▶ [To do] In the copy, include no pictures. Reproduce the rest of the entries exactly.

▶ [Provided data]
__________

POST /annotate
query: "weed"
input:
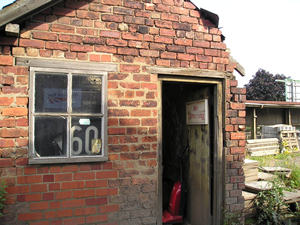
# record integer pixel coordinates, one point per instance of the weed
(2, 197)
(269, 206)
(231, 218)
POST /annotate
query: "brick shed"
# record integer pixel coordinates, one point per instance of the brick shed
(106, 103)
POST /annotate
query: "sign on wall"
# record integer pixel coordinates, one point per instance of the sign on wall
(197, 112)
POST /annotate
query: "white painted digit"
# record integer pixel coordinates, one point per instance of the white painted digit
(76, 139)
(88, 150)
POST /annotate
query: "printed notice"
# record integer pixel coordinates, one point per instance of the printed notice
(197, 112)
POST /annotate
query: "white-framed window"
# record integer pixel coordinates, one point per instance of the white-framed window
(67, 115)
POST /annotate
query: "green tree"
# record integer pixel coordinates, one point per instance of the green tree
(263, 86)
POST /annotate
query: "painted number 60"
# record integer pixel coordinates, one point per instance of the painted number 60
(78, 140)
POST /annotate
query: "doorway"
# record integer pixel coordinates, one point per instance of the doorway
(189, 151)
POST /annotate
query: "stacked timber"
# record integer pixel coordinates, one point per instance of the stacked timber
(275, 130)
(250, 170)
(290, 140)
(261, 147)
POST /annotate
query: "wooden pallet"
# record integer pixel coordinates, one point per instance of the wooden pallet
(261, 147)
(291, 139)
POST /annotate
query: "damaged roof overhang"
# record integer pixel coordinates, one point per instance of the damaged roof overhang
(271, 104)
(21, 9)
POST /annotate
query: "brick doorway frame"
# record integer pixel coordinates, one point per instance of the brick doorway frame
(218, 151)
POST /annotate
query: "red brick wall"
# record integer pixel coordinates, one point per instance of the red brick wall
(235, 124)
(132, 34)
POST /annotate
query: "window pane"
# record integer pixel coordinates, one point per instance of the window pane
(86, 136)
(51, 93)
(50, 136)
(86, 94)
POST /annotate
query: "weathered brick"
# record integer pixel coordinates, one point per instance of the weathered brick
(6, 60)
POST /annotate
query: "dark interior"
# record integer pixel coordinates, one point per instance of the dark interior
(176, 146)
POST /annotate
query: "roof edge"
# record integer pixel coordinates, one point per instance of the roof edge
(21, 8)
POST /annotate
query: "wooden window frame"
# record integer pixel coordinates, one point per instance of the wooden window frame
(33, 157)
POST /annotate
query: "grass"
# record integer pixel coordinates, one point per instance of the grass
(284, 160)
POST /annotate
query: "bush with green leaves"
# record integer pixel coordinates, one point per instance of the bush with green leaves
(2, 196)
(269, 205)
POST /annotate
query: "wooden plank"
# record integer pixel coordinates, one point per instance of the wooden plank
(264, 140)
(265, 176)
(186, 72)
(263, 153)
(65, 64)
(269, 169)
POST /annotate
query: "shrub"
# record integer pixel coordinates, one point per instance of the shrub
(2, 197)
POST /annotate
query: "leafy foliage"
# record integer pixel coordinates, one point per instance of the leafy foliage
(231, 218)
(269, 206)
(264, 87)
(2, 197)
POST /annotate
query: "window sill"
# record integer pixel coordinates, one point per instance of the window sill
(67, 160)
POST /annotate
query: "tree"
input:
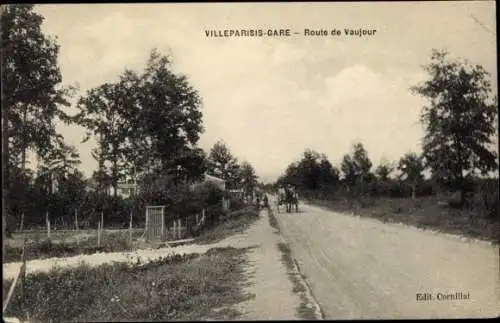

__________

▶ [Output]
POST /annotate
query: "weed"
input:
# record integer pixel coordinates, one point per instance of the weed
(2, 197)
(269, 206)
(231, 218)
POST /annotate
query: "brick shed"
# record integer pixel coordinates, one point per instance of the brick shed
(106, 103)
POST /annotate
query: "sign on wall"
# record integer pixel coordinates, one point per instance of the sign on wall
(197, 112)
POST /annotate
query: "white painted digit"
# record integer pixel coordinates, one point per instance of the white painted digit
(76, 139)
(88, 150)
POST /annotate
query: "printed notice"
# record integer pixel coordinates, one point per instance of the printed notice
(197, 112)
POST /annotate
query: "white-framed window"
# record integer pixel coordinates, one point per instance of the white-framed window
(67, 115)
POST /annotate
query: "green tree"
# record integer pixel coordinates, one point per instance of the green tree
(263, 86)
POST /annotate
query: "painted number 60"
# record integer pixel coordinates, one point per instance of the painted number 60
(78, 140)
POST /annotate
query: "doorway"
# record integer pixel coordinates, one point per instance of the doorway
(189, 151)
POST /annotate
query: "stacked timber"
# record integer pixel coordinates, one point per instance of the stacked timber
(275, 130)
(250, 170)
(290, 140)
(261, 147)
POST /annotate
query: "wooden pallet"
# record integer pixel coordinates, one point per instance of the wooden pallet
(261, 147)
(291, 139)
POST /annotate
query: "damaged roof overhang"
# record integer pixel coordinates, one point per instance of the damaged roof overhang
(271, 104)
(21, 9)
POST /annotate
query: "brick doorway frame"
# record integer pixel coordinates, one point per instance of the brick doorway frame
(218, 151)
POST /annotate
query: "red brick wall"
# record integer pixel coordinates, one point per instance of the red brick wall
(235, 124)
(132, 34)
POST /annotate
query: "window pane"
# record integer pixel coordinates, one point per instance of the window pane
(86, 136)
(51, 93)
(50, 136)
(86, 94)
POST /annotate
query: "weathered brick"
# record integer pixel coordinates, one point per instance of the weathered brick
(6, 60)
POST /annotate
query: "dark interior"
# record integer pixel coordinates, one point per instance of the dark interior
(176, 146)
POST /annotate
query: "roof edge"
# record integer pixel coordinates, one point per instance of the roof edge
(21, 8)
POST /annotate
query: "wooden window frame"
# record integer pixel coordinates, one point per instance of the wooden window frame
(33, 157)
POST /annotate
query: "grass"
# record integer pixel coordinates, one point per instance of the grass
(284, 160)
POST /annotate
query: "bush with green leaves"
# record integer pixel coordinates, one point per instance of the bush with green leaves
(2, 196)
(269, 205)
POST /annotate
query: "wooden plank"
# record integer pixel coordinates, one point per instance of the wooden plank
(264, 140)
(265, 176)
(186, 72)
(263, 153)
(65, 64)
(269, 169)
POST /annotate
query: "shrub"
# record integer pixel coordinates, one point per instance of the shrub
(2, 197)
POST /annotate
query: "leafy foliage"
# record integer pixel coordinates, one point per instance of the leafy foliage
(231, 218)
(269, 206)
(264, 87)
(2, 197)
POST /annotate
query: "window sill"
# record integer pixel coordinates, one point per instance of the window sill
(67, 160)
POST /annotate
query: "tree"
input:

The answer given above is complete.